• _Your objective_
Copy the part that opens with the line containing "Task: pick out otter front" and closes with the line containing "<point>398,556</point>", substituting "hind paw" for "front paw" wherever it appears and keeping everything else the same.

• _Data listing_
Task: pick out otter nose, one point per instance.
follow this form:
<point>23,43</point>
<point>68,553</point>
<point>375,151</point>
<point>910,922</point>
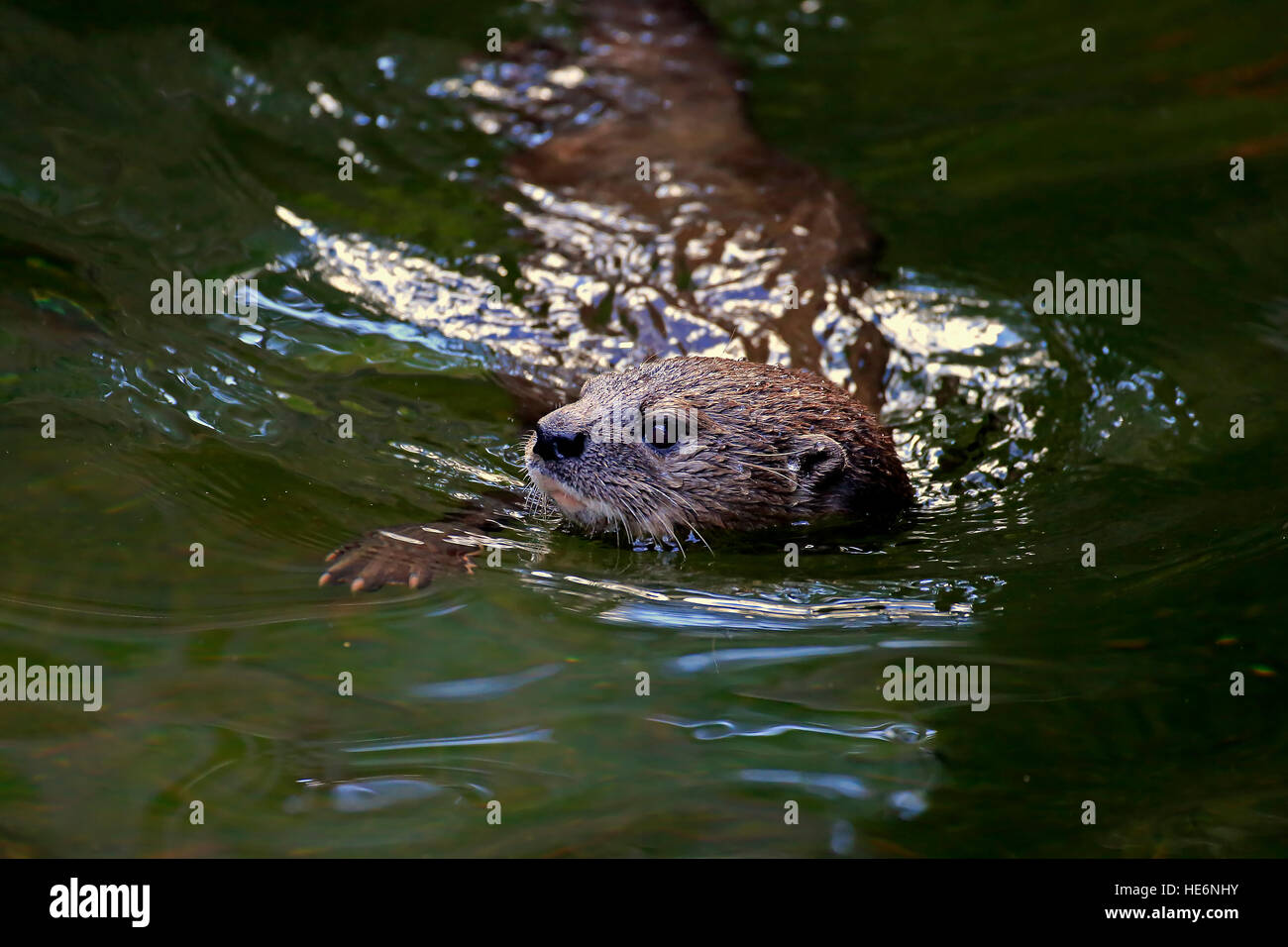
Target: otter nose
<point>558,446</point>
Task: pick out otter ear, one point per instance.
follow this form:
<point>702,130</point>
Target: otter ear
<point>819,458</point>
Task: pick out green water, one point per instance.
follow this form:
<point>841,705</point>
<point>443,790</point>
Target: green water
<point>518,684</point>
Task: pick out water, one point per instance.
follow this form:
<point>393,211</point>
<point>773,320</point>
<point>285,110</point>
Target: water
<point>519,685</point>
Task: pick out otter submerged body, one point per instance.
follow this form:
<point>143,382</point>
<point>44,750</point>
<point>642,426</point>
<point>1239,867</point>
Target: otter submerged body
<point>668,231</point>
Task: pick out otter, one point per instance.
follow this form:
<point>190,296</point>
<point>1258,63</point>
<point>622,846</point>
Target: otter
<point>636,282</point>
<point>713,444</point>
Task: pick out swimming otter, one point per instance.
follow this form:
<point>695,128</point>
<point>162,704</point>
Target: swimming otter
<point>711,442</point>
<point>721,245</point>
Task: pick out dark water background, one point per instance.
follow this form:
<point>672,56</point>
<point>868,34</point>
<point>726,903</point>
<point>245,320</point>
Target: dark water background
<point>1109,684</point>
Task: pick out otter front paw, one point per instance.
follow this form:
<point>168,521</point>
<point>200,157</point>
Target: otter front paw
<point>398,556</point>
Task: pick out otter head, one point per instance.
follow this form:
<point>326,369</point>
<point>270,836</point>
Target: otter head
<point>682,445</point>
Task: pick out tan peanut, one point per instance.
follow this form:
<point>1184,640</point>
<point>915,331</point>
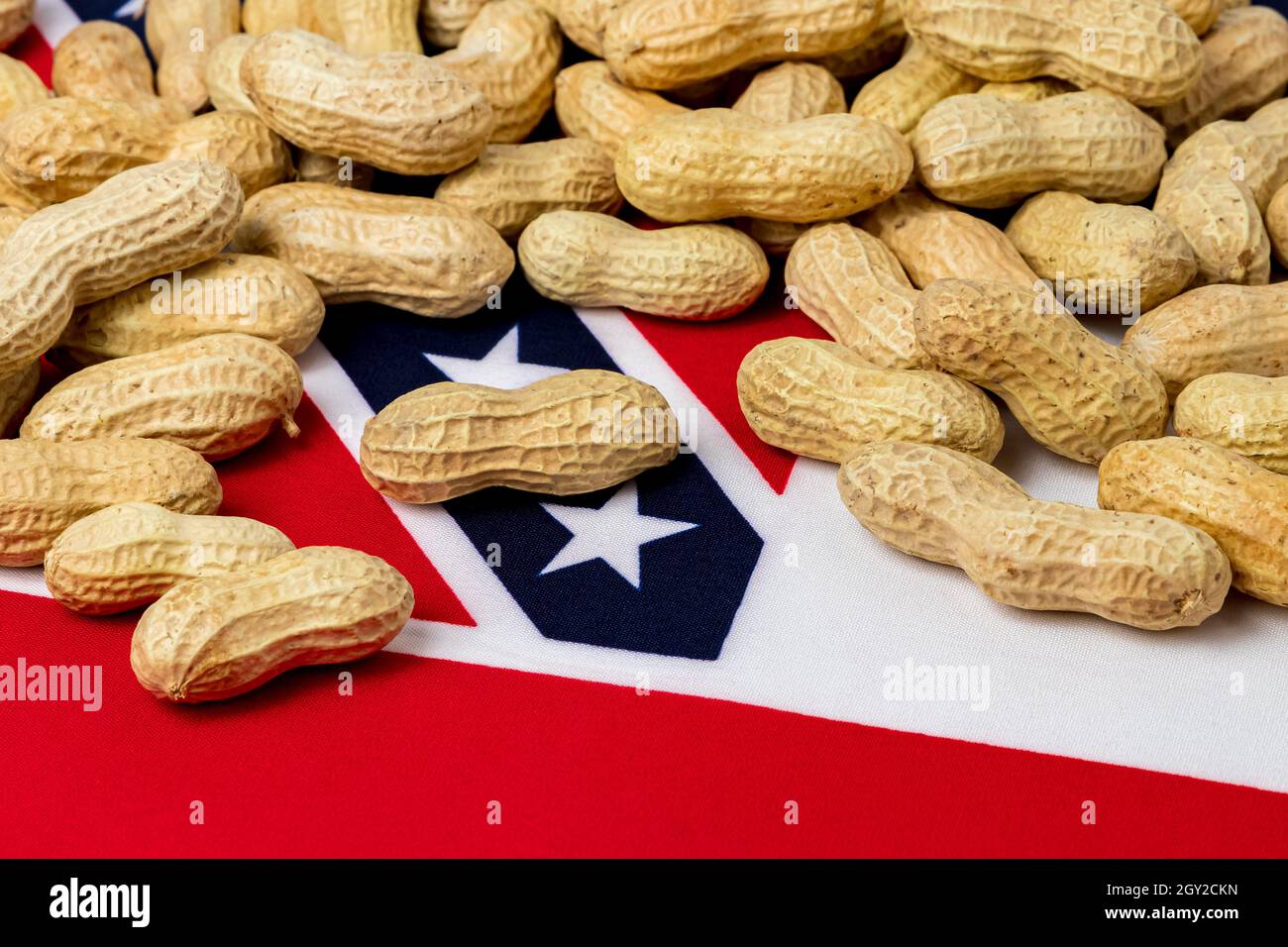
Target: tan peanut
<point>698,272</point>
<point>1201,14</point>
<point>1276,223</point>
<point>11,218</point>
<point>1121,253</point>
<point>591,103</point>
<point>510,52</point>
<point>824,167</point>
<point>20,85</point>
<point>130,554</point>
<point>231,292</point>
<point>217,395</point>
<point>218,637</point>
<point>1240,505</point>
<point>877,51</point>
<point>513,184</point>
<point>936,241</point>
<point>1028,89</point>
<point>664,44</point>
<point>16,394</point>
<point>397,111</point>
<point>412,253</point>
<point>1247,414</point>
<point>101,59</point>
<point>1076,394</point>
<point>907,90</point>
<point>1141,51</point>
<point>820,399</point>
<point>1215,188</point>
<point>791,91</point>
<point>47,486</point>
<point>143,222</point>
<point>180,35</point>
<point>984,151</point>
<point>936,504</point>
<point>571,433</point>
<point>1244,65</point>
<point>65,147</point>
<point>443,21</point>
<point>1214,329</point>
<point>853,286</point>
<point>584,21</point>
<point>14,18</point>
* * *
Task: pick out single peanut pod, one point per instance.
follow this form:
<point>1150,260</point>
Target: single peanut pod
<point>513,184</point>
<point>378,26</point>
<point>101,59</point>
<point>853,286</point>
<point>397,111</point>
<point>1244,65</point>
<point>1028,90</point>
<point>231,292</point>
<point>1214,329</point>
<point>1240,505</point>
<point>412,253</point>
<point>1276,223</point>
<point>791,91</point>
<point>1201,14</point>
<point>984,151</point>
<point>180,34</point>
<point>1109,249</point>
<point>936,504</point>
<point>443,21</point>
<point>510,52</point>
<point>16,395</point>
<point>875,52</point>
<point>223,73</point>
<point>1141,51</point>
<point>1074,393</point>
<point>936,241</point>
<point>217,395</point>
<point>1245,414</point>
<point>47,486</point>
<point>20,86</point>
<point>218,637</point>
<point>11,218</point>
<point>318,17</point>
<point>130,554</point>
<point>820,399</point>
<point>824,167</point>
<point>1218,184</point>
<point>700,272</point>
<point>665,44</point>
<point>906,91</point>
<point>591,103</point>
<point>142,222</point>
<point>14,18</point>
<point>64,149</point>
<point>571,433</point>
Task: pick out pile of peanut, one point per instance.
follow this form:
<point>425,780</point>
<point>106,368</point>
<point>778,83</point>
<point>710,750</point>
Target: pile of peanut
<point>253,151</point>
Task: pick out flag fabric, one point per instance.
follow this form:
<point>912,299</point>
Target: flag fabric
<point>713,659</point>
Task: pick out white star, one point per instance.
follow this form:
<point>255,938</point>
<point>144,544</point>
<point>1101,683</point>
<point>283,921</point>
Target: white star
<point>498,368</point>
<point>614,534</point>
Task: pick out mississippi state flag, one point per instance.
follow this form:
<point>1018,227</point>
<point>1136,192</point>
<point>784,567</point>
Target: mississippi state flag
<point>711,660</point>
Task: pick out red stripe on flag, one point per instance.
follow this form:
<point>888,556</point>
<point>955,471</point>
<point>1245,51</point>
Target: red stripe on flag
==
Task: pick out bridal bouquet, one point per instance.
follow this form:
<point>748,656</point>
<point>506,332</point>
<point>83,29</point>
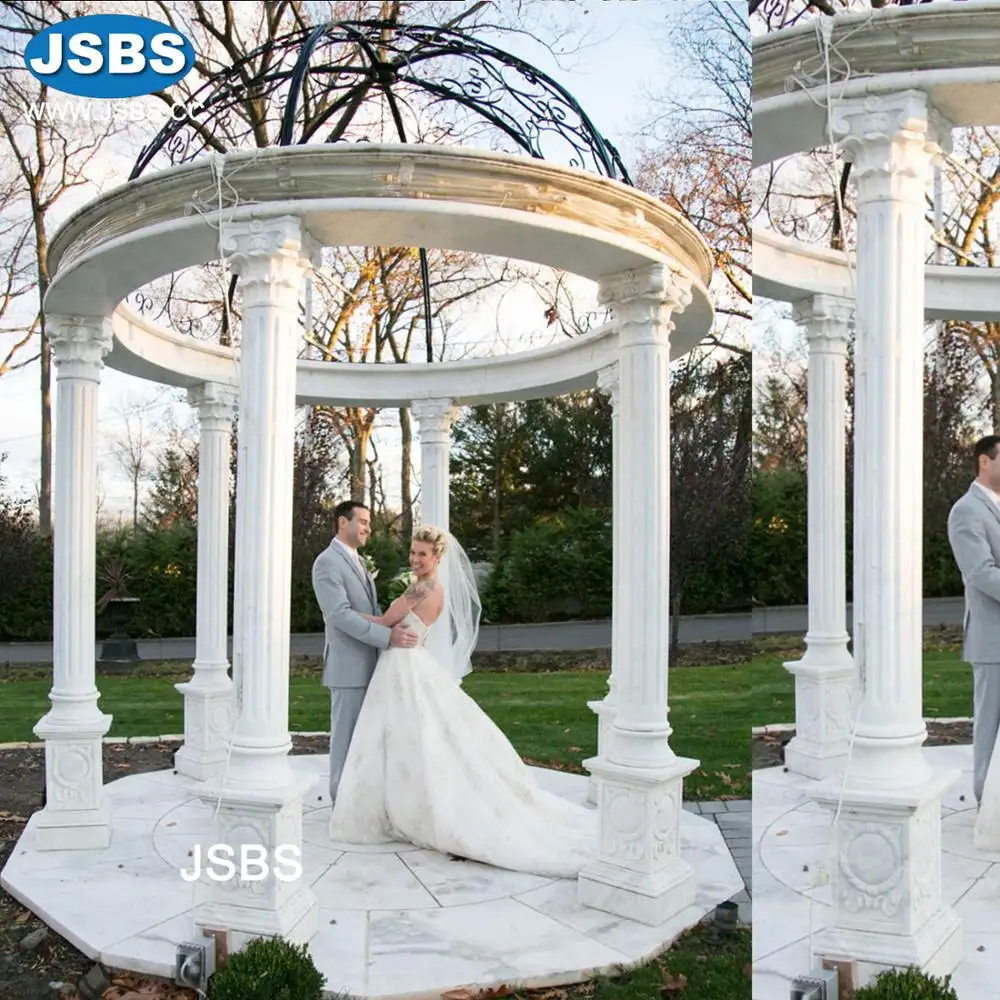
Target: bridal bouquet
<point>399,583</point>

• _Response for this exercise_
Task: pick out otter hind paw, one point per instance.
follow this form:
<point>168,521</point>
<point>200,157</point>
Target: otter hind paw
<point>398,556</point>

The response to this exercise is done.